* DOKUMEN SUMBER:
Oleh: Tety Kurniawati
Penulis Lepas
Seorang anak di Lebak Bulus, Cilandak, Jakarta Selatan, menusuk ayah, nenek dan ibu dengan sebilah pisau. Peristiwa ini menyebabkan ayah dan nenek tewas. Sedangkan ibu pelaku mengalami luka parah. Peristiwa pembunuhan ini terjadi pada Sabtu (30/11/2024) dini hari. Pelaku dikabarkan masih berusia 14 tahun (suara.com, 30-11-2024).
Kejahatan Sadis Nan Sporadis
Pemeriksaan pihak berwenang terhadap pelaku masih berlangsung untuk mendalami motif pembunuhan. Meski demikian dari hasil pemeriksaan sementara pelaku mengaku mendapatkan "bisikan yang meresahkan" sebelum melakukan tindak kejahatannya.
Kasus anak membunuh orang tua kandung merupakan kejahatan sporadis yang jarang terjadi dalam pembunuhan pada umumnya. Sejumlah riset menunjukkan, kasus ini biasanya hanya berada pada rentang 1,7-4% dari kasus pembunuhan di dunia. Kalangan psikolog menyebut kejahatan ini sebagai parricide.
Dilansir dari Republika.co.id (02-12-2024), ada banyak alasan yang dapat menyebabkan seorang anak membunuh orang tuanya. Menurut dr Khanna, alasan yang paling umum adalah lingkungan keluarga yang penuh kekerasan. Orang tua terkadang tanpa sadar mengganggu kesejahteraan anak melalui perilaku abusive, ketidakhadiran, tekanan emosional, hingga pola asuh yang terlalu dominan dan merendahkan anak.
Sungguh miris, anak yang semestinya menjadi kebanggaan dan investasi akherat bagi kedua orang tuannya. Pada usia belianya justru melakukan tindak kekerasan pada orangtua sendiri, hingga berujung pada hilangnya nyawa. Perilaku tersebut merupakan tindak kedurhakaan yang nyata. Kejahatan sadis nan sporadis yang tak selayaknya dilakukan.
Dampak Sekulerisme
Fenomena anak durhaka dengan tindak kekerasan dan sadistisnya, menjadi bukti kentalnya sekulerisme dalam kehidupan hari ini. Tak tergambar dalam benak kita. Sebesar apa kebencian dan sakit hati yang anak rasa. Hingga tega melakukan tindakan sadis diluar batasan norma. Alih-alih menunjukkan birrul walidain sesuai perintah agama.

(Catatan penempatan titik)
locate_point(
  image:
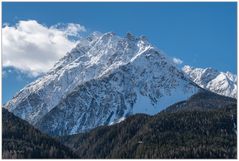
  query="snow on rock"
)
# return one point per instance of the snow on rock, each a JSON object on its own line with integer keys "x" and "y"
{"x": 103, "y": 79}
{"x": 213, "y": 80}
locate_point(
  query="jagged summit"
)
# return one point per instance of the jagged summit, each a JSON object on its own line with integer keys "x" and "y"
{"x": 104, "y": 79}
{"x": 223, "y": 83}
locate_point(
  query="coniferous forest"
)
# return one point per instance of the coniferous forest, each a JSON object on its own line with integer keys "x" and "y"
{"x": 180, "y": 131}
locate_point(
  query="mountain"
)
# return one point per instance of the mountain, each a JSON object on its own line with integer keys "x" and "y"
{"x": 219, "y": 82}
{"x": 102, "y": 81}
{"x": 21, "y": 140}
{"x": 206, "y": 131}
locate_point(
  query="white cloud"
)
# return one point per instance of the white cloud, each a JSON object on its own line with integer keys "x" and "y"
{"x": 33, "y": 47}
{"x": 177, "y": 61}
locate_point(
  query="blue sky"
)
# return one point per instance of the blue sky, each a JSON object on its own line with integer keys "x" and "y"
{"x": 200, "y": 34}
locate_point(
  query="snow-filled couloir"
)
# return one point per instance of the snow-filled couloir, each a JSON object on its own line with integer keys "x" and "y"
{"x": 104, "y": 79}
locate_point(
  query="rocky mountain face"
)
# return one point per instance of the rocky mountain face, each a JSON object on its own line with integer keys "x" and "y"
{"x": 219, "y": 82}
{"x": 103, "y": 80}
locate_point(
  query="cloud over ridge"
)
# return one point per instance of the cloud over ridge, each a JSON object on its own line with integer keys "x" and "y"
{"x": 32, "y": 47}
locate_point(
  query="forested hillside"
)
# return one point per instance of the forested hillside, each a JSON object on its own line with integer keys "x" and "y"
{"x": 21, "y": 140}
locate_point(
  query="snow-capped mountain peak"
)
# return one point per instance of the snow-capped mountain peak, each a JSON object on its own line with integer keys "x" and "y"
{"x": 103, "y": 79}
{"x": 223, "y": 83}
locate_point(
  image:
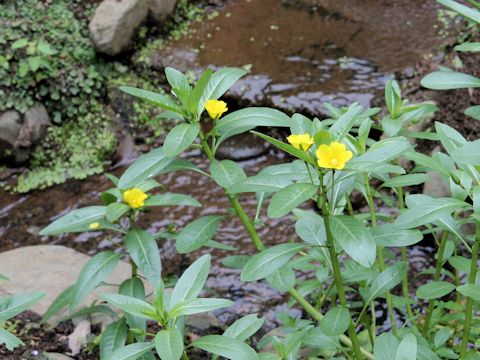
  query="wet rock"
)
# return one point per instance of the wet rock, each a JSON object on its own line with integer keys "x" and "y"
{"x": 115, "y": 23}
{"x": 35, "y": 125}
{"x": 242, "y": 147}
{"x": 305, "y": 53}
{"x": 10, "y": 126}
{"x": 79, "y": 337}
{"x": 160, "y": 9}
{"x": 57, "y": 356}
{"x": 49, "y": 268}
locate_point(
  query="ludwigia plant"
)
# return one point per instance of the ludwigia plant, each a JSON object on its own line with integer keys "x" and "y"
{"x": 11, "y": 306}
{"x": 347, "y": 256}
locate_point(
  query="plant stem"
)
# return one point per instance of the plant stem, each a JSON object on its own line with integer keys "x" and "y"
{"x": 469, "y": 305}
{"x": 310, "y": 309}
{"x": 381, "y": 259}
{"x": 436, "y": 276}
{"x": 336, "y": 268}
{"x": 403, "y": 250}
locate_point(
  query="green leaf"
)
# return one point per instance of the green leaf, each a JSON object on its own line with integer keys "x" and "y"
{"x": 218, "y": 84}
{"x": 407, "y": 349}
{"x": 429, "y": 211}
{"x": 134, "y": 287}
{"x": 115, "y": 211}
{"x": 10, "y": 341}
{"x": 45, "y": 48}
{"x": 170, "y": 199}
{"x": 169, "y": 344}
{"x": 470, "y": 13}
{"x": 335, "y": 321}
{"x": 289, "y": 198}
{"x": 113, "y": 337}
{"x": 195, "y": 106}
{"x": 131, "y": 352}
{"x": 244, "y": 327}
{"x": 434, "y": 290}
{"x": 385, "y": 281}
{"x": 390, "y": 236}
{"x": 354, "y": 238}
{"x": 468, "y": 153}
{"x": 385, "y": 347}
{"x": 60, "y": 302}
{"x": 20, "y": 43}
{"x": 302, "y": 155}
{"x": 282, "y": 279}
{"x": 468, "y": 47}
{"x": 241, "y": 121}
{"x": 191, "y": 282}
{"x": 144, "y": 252}
{"x": 226, "y": 173}
{"x": 130, "y": 305}
{"x": 265, "y": 263}
{"x": 470, "y": 290}
{"x": 260, "y": 183}
{"x": 162, "y": 101}
{"x": 406, "y": 180}
{"x": 446, "y": 80}
{"x": 16, "y": 304}
{"x": 473, "y": 111}
{"x": 97, "y": 269}
{"x": 310, "y": 227}
{"x": 145, "y": 167}
{"x": 195, "y": 306}
{"x": 180, "y": 138}
{"x": 228, "y": 348}
{"x": 75, "y": 221}
{"x": 197, "y": 233}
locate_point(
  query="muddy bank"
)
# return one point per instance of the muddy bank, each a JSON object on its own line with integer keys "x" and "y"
{"x": 303, "y": 53}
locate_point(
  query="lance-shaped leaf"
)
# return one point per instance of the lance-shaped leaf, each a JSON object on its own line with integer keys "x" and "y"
{"x": 180, "y": 138}
{"x": 169, "y": 344}
{"x": 243, "y": 120}
{"x": 144, "y": 252}
{"x": 170, "y": 199}
{"x": 131, "y": 352}
{"x": 354, "y": 238}
{"x": 265, "y": 263}
{"x": 226, "y": 173}
{"x": 10, "y": 341}
{"x": 113, "y": 337}
{"x": 75, "y": 221}
{"x": 145, "y": 167}
{"x": 97, "y": 269}
{"x": 191, "y": 282}
{"x": 224, "y": 346}
{"x": 133, "y": 306}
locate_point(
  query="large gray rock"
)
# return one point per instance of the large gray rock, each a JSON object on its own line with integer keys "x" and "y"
{"x": 115, "y": 22}
{"x": 160, "y": 9}
{"x": 35, "y": 125}
{"x": 10, "y": 126}
{"x": 49, "y": 268}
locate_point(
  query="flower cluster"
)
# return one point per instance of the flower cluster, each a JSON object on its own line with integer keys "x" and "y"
{"x": 332, "y": 156}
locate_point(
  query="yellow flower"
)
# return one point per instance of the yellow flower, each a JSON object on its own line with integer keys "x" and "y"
{"x": 301, "y": 141}
{"x": 216, "y": 108}
{"x": 94, "y": 226}
{"x": 333, "y": 156}
{"x": 134, "y": 197}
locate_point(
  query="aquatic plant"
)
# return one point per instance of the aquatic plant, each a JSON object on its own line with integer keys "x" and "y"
{"x": 347, "y": 256}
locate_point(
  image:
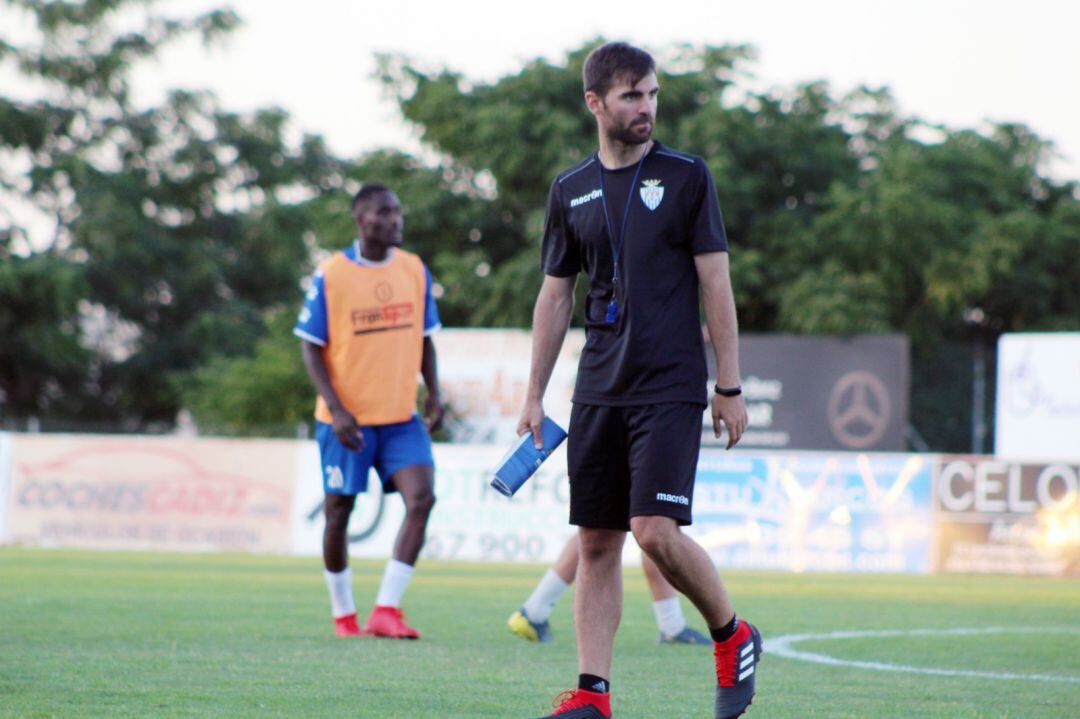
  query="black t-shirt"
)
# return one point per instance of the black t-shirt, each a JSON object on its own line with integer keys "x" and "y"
{"x": 653, "y": 352}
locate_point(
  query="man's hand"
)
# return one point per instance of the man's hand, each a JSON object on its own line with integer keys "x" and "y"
{"x": 732, "y": 412}
{"x": 347, "y": 430}
{"x": 433, "y": 411}
{"x": 531, "y": 421}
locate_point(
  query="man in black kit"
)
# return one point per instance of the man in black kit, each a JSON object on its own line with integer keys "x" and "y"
{"x": 644, "y": 222}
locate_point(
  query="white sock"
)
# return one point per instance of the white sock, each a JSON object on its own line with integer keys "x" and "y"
{"x": 340, "y": 586}
{"x": 394, "y": 582}
{"x": 545, "y": 596}
{"x": 670, "y": 618}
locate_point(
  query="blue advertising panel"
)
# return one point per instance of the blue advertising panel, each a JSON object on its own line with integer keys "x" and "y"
{"x": 814, "y": 512}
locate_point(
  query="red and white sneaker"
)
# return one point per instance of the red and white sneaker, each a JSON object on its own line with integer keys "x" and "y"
{"x": 736, "y": 669}
{"x": 581, "y": 704}
{"x": 389, "y": 622}
{"x": 346, "y": 626}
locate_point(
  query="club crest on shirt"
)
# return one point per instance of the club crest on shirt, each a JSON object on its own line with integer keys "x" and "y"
{"x": 652, "y": 192}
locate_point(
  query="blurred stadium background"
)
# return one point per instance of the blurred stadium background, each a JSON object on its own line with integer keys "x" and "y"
{"x": 909, "y": 296}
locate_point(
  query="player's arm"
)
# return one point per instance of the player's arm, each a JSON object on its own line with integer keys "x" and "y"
{"x": 713, "y": 274}
{"x": 429, "y": 369}
{"x": 551, "y": 317}
{"x": 345, "y": 424}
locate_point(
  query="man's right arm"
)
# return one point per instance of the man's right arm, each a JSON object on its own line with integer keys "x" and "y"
{"x": 345, "y": 424}
{"x": 551, "y": 317}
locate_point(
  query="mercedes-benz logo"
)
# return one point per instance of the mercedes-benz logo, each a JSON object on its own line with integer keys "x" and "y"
{"x": 859, "y": 410}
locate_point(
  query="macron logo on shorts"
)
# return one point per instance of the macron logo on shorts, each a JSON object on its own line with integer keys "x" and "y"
{"x": 335, "y": 478}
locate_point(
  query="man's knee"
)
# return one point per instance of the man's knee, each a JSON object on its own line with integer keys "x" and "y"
{"x": 597, "y": 544}
{"x": 655, "y": 534}
{"x": 419, "y": 503}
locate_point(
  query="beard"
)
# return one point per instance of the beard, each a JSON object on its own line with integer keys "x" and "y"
{"x": 632, "y": 134}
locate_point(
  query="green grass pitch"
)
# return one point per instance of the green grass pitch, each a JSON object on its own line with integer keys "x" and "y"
{"x": 88, "y": 634}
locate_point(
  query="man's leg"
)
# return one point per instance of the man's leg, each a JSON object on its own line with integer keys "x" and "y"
{"x": 337, "y": 510}
{"x": 417, "y": 486}
{"x": 597, "y": 601}
{"x": 737, "y": 645}
{"x": 667, "y": 609}
{"x": 530, "y": 621}
{"x": 686, "y": 565}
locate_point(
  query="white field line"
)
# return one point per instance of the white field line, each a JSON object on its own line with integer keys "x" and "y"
{"x": 784, "y": 647}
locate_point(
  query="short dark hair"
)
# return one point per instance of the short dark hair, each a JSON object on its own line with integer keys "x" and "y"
{"x": 369, "y": 190}
{"x": 613, "y": 62}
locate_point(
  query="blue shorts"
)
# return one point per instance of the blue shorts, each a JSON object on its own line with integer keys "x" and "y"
{"x": 387, "y": 447}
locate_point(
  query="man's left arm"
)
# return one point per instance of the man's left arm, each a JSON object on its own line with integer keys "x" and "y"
{"x": 715, "y": 280}
{"x": 429, "y": 369}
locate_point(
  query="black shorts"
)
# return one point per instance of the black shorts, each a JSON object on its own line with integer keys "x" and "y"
{"x": 632, "y": 461}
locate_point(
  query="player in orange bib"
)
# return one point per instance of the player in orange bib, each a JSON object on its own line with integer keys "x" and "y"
{"x": 365, "y": 328}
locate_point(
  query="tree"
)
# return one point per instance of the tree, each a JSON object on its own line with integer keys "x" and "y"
{"x": 181, "y": 217}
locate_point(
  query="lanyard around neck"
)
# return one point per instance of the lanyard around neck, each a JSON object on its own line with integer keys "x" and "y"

* SOAL TERTULIS 1:
Jawab berdasarkan artikel tentang kasus di Lebak Bulus:
(a) Berapa usia pelaku menurut kabar yang dikutip artikel?
(b) Pada rentang berapa persen kasus anak membunuh orang tua kandung biasanya berada dari kasus pembunuhan di dunia?
(c) Menurut dr Khanna, apa alasan yang paling umum seorang anak membunuh orang tuanya?
* SOAL TERTULIS 2:
Lanjutkan artikel tentang kasus di Lebak Bulus mulai setelah kalimat terakhirnya.

* HASIL AKHIR 1:
(a) 14 tahun.
(b) 1,7–4%.
(c) Lingkungan keluarga yang penuh kekerasan.

* HASIL AKHIR 2:
Kasus parricide ini tidak terjadi satu dua kali tapi muncul berulang secara sporadis. Hal ini menunjukkan bahwa fenomena yang ada merupakan persoalan Sistemis. Banyak faktor berkelindan menyebabkan fenomena ini tak jua terhentikan. Semuanya tidak terlepas dari sistem yang berlaku hari ini.
Sistem sekuler yang memisahkan agama dari kehidupan, telah merusak fitrah manusia, termasuk mengubah karakter masyarakat. Masyarakat menjadi terbiasa dengan kekerasan. Rapuh dan kosong jiwanya karena miskinnya iman, hingga tak mampu mengontrol emosinya. Relasi anak dan orang tua hanya berdasarkan kemanfaatan semata. Alhasil, saat anak-anak merasa orang tuanya tak berguna. Menghalangi dari mencapai hawa nafsunya. Menghilangkan nyawa orang tua jadi pelampiasan yang memuaskan kondisi emosional mereka. Nauzubillah tsumma na'udzubillah.
Kondisi ini diperparah dengan negara yang tidak menjalankan fungsinya sebagai penyelenggara sistem pendidikan yang bervisi membina kepribadian dan menjaga kesehatan mental generasi.
Butuh Kembali Kepada Sistem Islam
Islam menjawab persoalan generasi tersebut dengan mengoptimalkan peran tiga pilar. Pertama, ketakwaan individu. Anak mendapatkan didikan dan pengasuhan terbaik dari kedua orang tuanya. Akidah Islam menjadi landasan dalam mendidik anak. Pendidikan inilah yang memastikan anak tumbuh dalam bingkai ketaatan dan memiliki kepribadian Islam. Hal mendasar yang mencegah seseorang melakukan kemaksiatan.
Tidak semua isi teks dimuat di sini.